WRITTEN TASK
Edit the records below so that each "instance" becomes "occurrence", changing nothing else. Leave the pictures out of your answer.

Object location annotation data
»»

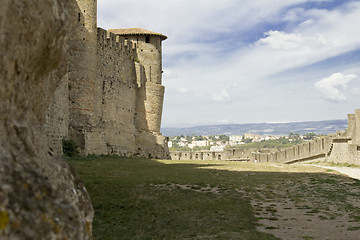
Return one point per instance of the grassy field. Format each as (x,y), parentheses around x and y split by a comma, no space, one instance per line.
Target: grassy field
(167,199)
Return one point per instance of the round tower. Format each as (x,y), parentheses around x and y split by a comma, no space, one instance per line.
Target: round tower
(82,64)
(149,54)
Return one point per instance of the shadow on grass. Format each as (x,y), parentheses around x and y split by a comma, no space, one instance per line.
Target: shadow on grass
(146,199)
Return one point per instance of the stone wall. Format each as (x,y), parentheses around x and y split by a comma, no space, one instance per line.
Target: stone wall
(111,98)
(340,147)
(41,197)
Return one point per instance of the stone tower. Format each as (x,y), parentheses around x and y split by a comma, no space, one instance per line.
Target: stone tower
(151,92)
(82,64)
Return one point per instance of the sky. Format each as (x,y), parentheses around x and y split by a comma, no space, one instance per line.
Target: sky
(247,61)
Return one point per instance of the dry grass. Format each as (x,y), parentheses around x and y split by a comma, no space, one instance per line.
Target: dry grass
(168,199)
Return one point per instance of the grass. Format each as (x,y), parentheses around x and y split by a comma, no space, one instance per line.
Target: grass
(166,199)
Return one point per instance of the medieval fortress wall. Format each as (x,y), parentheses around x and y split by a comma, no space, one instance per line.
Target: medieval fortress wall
(340,147)
(110,100)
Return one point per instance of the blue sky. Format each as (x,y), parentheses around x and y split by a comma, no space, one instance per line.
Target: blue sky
(242,61)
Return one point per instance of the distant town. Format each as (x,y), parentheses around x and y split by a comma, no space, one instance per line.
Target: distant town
(248,140)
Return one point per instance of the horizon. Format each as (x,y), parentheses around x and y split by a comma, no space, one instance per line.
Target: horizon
(250,61)
(343,119)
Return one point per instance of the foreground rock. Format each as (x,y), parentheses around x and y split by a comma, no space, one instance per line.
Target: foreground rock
(40,196)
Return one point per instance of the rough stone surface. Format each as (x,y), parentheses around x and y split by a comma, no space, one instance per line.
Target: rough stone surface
(41,197)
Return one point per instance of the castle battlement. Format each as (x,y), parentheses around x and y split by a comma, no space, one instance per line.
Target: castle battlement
(109,39)
(112,96)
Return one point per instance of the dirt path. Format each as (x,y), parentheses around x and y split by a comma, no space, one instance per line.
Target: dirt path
(313,208)
(351,172)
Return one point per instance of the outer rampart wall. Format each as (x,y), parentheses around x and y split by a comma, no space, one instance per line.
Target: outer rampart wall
(334,147)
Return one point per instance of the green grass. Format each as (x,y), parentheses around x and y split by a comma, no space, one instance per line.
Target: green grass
(166,199)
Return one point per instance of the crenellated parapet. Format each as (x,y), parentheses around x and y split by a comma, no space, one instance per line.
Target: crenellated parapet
(339,147)
(112,96)
(117,44)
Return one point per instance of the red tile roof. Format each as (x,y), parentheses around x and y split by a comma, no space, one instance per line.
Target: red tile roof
(136,31)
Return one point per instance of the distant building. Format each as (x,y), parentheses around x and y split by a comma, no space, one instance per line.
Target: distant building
(252,136)
(235,138)
(201,143)
(217,148)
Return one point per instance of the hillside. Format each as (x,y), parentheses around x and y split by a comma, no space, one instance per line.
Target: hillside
(319,127)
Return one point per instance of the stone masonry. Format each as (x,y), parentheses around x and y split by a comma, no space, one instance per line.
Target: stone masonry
(41,197)
(110,100)
(340,147)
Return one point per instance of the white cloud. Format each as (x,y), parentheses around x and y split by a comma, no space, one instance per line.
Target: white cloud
(289,41)
(221,97)
(213,54)
(332,87)
(182,90)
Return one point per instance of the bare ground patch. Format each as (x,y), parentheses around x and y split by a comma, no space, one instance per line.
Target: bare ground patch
(311,209)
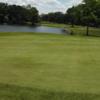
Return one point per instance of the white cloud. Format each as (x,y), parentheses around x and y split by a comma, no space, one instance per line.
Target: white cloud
(45,6)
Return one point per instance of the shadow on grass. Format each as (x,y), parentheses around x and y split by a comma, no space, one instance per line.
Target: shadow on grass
(13,92)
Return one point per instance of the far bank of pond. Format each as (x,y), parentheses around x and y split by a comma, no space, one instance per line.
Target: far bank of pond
(41,29)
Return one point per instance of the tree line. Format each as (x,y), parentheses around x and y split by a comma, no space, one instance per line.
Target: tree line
(15,14)
(87,13)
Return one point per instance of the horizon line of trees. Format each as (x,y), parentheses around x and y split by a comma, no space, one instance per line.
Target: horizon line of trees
(15,14)
(86,13)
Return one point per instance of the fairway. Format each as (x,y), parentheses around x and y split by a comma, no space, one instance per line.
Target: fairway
(35,66)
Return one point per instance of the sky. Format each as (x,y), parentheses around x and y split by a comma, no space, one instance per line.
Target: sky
(46,6)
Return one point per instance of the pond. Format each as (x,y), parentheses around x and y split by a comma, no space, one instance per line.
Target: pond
(42,29)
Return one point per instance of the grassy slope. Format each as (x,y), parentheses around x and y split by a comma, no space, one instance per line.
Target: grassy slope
(49,67)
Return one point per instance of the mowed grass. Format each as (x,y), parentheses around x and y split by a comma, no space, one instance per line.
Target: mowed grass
(35,66)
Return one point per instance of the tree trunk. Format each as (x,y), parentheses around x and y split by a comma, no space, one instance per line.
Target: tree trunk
(87,30)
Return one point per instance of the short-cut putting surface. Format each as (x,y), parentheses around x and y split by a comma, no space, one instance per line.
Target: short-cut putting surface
(37,66)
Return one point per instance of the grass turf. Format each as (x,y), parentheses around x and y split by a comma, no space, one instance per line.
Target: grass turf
(77,30)
(36,66)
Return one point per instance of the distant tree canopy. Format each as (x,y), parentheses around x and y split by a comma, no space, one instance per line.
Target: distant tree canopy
(57,17)
(14,14)
(86,13)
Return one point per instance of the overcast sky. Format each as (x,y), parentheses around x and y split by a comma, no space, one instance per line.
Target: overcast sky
(45,6)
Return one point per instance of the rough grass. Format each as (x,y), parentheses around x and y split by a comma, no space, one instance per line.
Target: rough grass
(36,66)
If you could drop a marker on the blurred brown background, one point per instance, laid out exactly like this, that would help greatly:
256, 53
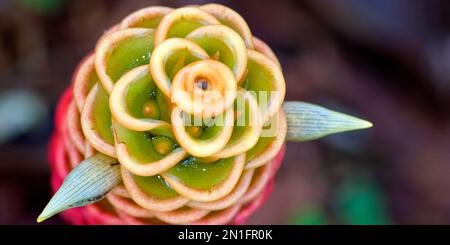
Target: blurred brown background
385, 61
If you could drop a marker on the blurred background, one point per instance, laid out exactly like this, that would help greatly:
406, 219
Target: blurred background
385, 61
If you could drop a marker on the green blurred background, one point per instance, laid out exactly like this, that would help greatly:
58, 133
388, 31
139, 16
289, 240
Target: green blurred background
385, 61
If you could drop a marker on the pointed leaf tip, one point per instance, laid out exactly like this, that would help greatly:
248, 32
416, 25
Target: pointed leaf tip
308, 121
87, 183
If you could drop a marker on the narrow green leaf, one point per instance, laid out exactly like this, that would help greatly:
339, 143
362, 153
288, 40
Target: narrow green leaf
308, 122
87, 183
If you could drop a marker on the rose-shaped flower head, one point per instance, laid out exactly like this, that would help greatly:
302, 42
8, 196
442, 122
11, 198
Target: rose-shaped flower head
187, 104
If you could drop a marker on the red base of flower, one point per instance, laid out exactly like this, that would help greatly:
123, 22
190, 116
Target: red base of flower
95, 214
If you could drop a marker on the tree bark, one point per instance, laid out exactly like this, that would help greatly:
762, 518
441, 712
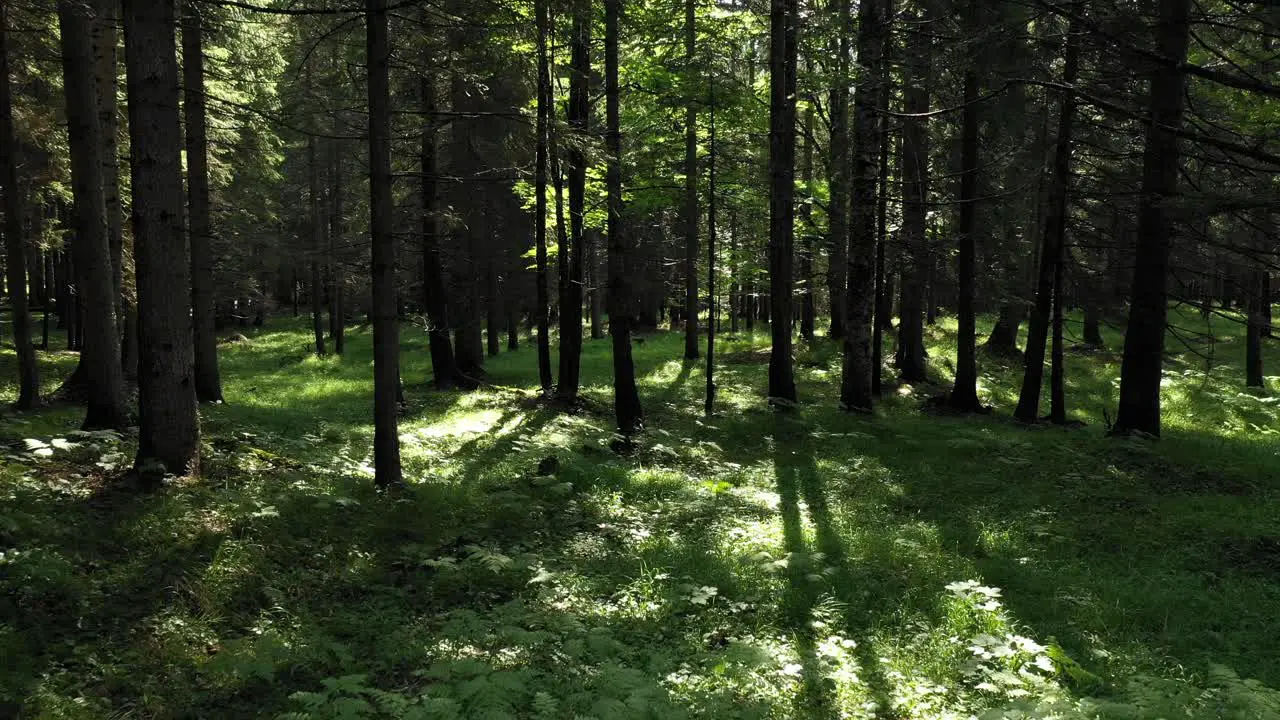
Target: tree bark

««

FULL SOLUTION
Return one point per occurrence of the grassy field. Format each as (x,y), parentheses around x and y split by a comma, no space, one occurrence per line.
Target: grassy field
(167,199)
Return one point per occurrence of the round tower. Format each as (x,y), parentheses around x and y split by a comma, no space, one occurrence per line.
Target: round tower
(82,64)
(149,54)
Return one point per occurrence of the shadow on grass. Format each as (x,y), parentheses around x and y split by a comma, no space, one occurrence per line.
Target: shadow on grass
(146,199)
Return one point per occurrence of the stone wall. Format each as (x,y), parentheses around x and y split by a comma, no space, one occurrence per line.
Target: stone wall
(111,98)
(340,147)
(41,197)
Return one point per occurrence of the stone tower. Format each as (x,y), parentheses around x and y split by a comma, no space, one occurrence per line.
Target: stone tower
(151,92)
(82,64)
Return one point per occurrence of the sky. Format each as (x,y), parentheses around x and y split by a comma, no space, one occurrence per line.
Target: sky
(247,61)
Return one point per occurrence of the dry grass. Format each as (x,y), parentheses around x and y split by a comma, no space, one occurrence per line.
Target: dry grass
(168,199)
Return one point per occurrence of the grass. Format each as (x,y), parentheses around x and y split by a comma, no space, one occurrence per line.
Target: grass
(166,199)
Return one point per occurrence of the medieval fortress wall. Format each as (x,y), parentheses around x and y split by a comma, no space, one occurrence per line.
Target: medieval fortress wall
(340,147)
(110,100)
Return one point per occurrence of the blue sky. Format each as (x,y), parentheses around x and y split by a comma, no space, one occurrence per line.
Target: blue sky
(242,61)
Return one point per occurrence of the distant town. Format each as (x,y), parentheses around x and y split by a comma, no space, one occurrence per line.
Target: distant town
(248,140)
Return one point per occurrence of the horizon. Format each as (x,y), parentheses around x and y split by a comma, no space, one occurrence per line.
Target: horizon
(250,61)
(343,119)
Return one point per occurrence of the foreground rock. Format each as (x,y), parentheses around x and y split by a comma, no space, one occurrence per line.
Target: foreground rock
(40,196)
Return one point per occurrence of the rough stone surface. Format each as (x,y), parentheses around x and y split by a comma, no space, one occurrence per line.
Target: rough stone surface
(41,197)
Return one point per occurrence of the castle battlement. Format each as (x,y), parentheses around x and y split by a comma, no space, one occurrence per line.
Target: castle battlement
(109,39)
(112,96)
Return one point per occurrence of the dirt path. Format each as (x,y), parentheses around x and y split by a comma, no space, one occurrence per line.
Target: dirt path
(313,208)
(351,172)
Return one point per occurrence of the outer rampart wall. Format each as (x,y), parentheses around x and y split by a comma, no space, one occurrence per line.
Target: outer rampart wall
(334,147)
Return one point per occurrence of the green grass. Format each as (x,y), parentheses around x and y split by a comma, no space, one occurrence per line.
Target: green grass
(166,199)
Return one point per occurrence of the crenellated parapet. Format each as (x,y), parentheses around x and y split by a comma, no space, one occurrence per line.
Target: crenellated parapet
(339,147)
(112,96)
(117,44)
Return one point per occurrence of the red tile roof. Format each as (x,y), parentheses around x and y split by a comma, no space, one occurrence per line.
Target: red tile roof
(136,31)
Return one point per occurrence of the distant building. Format each as (x,y), parentheses around x and y split by a comma, no space, one occurrence per line.
Target: distant building
(252,136)
(235,138)
(201,143)
(217,148)
Return one point per occurrence of the hillside. Format each as (x,y), parentheses around x and y split by a comma, no space, one occurrence per line.
Target: hillside
(319,127)
Return one point per occurrence of the stone masonry. Format each as (x,y), parentheses around x and y split by a comma, no space, one occurrence per line.
Target: stone masonry
(41,197)
(110,100)
(340,147)
Return one point per occurrence of the white cloud. Format each as (x,y), parentheses around x and y split by a comma, no space, one occurrence per line.
Target: white cloud
(289,41)
(221,97)
(213,54)
(332,87)
(182,90)
Return one point per occurrence of the bare ground patch. Format each as (x,y), parentheses around x and y split by a comma, no space, one occurrence per line.
Target: bare ground patch
(311,209)
Return one point per occurrence of the white cloud. Format each as (x,y), parentheses around x and y split by a comma, no space, one occurrence per line.
Target: white cloud
(45,6)
Return one point per occurrence of the shadow on grass. Format each as (x,y), parentheses around x and y split by a comma, no space, one occurrence per line.
Target: shadow on grass
(13,92)
Return one point per occurrence of the far bank of pond. Format each as (x,y), parentheses around x and y split by a comma, no space, one occurrence per line.
Target: far bank of pond
(41,29)
Return one point per occurrence of the tree line. Format each as (x,y), parentheses around x and y split by a comma, no space, one occurrence per line.
Target: tree line
(15,14)
(87,13)
Return one point per occurrence of the horizon line of trees. Format each as (x,y), parentheses around x and y split by a comma, no space, one occurrence per line.
Target: horizon line of trees
(15,14)
(86,13)
Return one point per occurrence of the fairway. Format each as (x,y), parentheses around x and y split by a comma, no space, one occurrence per line.
Target: fairway
(35,66)
Return one point per occurrence of the sky. Format each as (x,y), parentheses around x and y split by a comma, no space, one occurrence per line.
Target: sky
(46,6)
Return one point per occurrence of the pond. Format each as (x,y), parentheses around x and y split by a comma, no space, one occurrence per line.
Target: pond
(42,29)
Return one point per occurrence of the grassy slope. Format each as (x,y), parentheses around x and y split by a comma, no space, one occurrence per line.
Target: grassy slope
(49,67)
Return one point per occurrence of the mowed grass. Format each as (x,y), parentheses around x and y split by a comma, no space, one occurrence per line.
Target: mowed grass
(35,66)
Return one point per occurrence of the tree trunk. Format each as (x,y), parentheses around x and y split by a comma, no space, one occurrence per line.
Target: tree trunk
(87,30)
Return one point per occurrence of the short-cut putting surface. Format each as (x,y), parentheses around x and y split by a comma, no space, one occurrence per line.
Target: short-cut putting surface
(37,66)
Return one point per occurrence of the grass turf. Format each as (x,y), parentheses around x and y split by a comma, no space, one occurrence per line.
Target: grass turf
(77,30)
(36,66)
Return one point per occurrence of the distant tree canopy. Format each as (x,y), parentheses around x and y split by a comma, no space, one occurrence per line.
Target: distant tree canopy
(57,17)
(14,14)
(86,13)
Return one point per occurrence of the overcast sky. Format each as (x,y), parentheses around x and y split by a comma, no space, one occurrence per line.
Target: overcast sky
(45,6)
Return one point per occurrence of the rough grass. Format each as (x,y), parentheses around x and y split by a comma, no space, one occurrence per line.
Target: rough grass
(36,66)
If you could drop a marker on the blurred brown background, one point per occurrence, laid out exactly like this, that would help greatly:
256, 53
Target: blurred brown background
385, 61
If you could drop a marker on the blurred background, one point per occurrence, laid out exactly like this, that would help greatly:
406, 219
Target: blurred background
385, 61
If you could drop a marker on the green blurred background, one point per occurrence, laid out exactly like this, that would help greatly:
58, 133
388, 31
139, 16
289, 240
Target: green blurred background
385, 61
If you could drop a marker on the pointed leaf tip, one point per occurrence, laid out exactly like this, that would help greatly:
248, 32
416, 25
Target: pointed leaf tip
308, 121
87, 183
If you could drop a marker on the narrow green leaf, one point per occurrence, laid out exactly like this, that would help greatly:
339, 143
362, 153
288, 40
Target: narrow green leaf
308, 122
87, 183
If you could drop a marker on the rose-shaped flower head, one point per occurrence, laid out exactly like this, that would help greatly:
302, 42
8, 196
442, 122
11, 198
Target: rose-shaped flower head
187, 104
If you could drop a marker on the red base of flower, one point per occurrence, laid out exactly like this, that would help greatly:
123, 22
190, 116
Target: red base of flower
95, 214
If you could drop a marker on the tree bark, one point per occurrence, laid out exactly like this, that would help greatly:
762, 518
441, 712
Target: tree bark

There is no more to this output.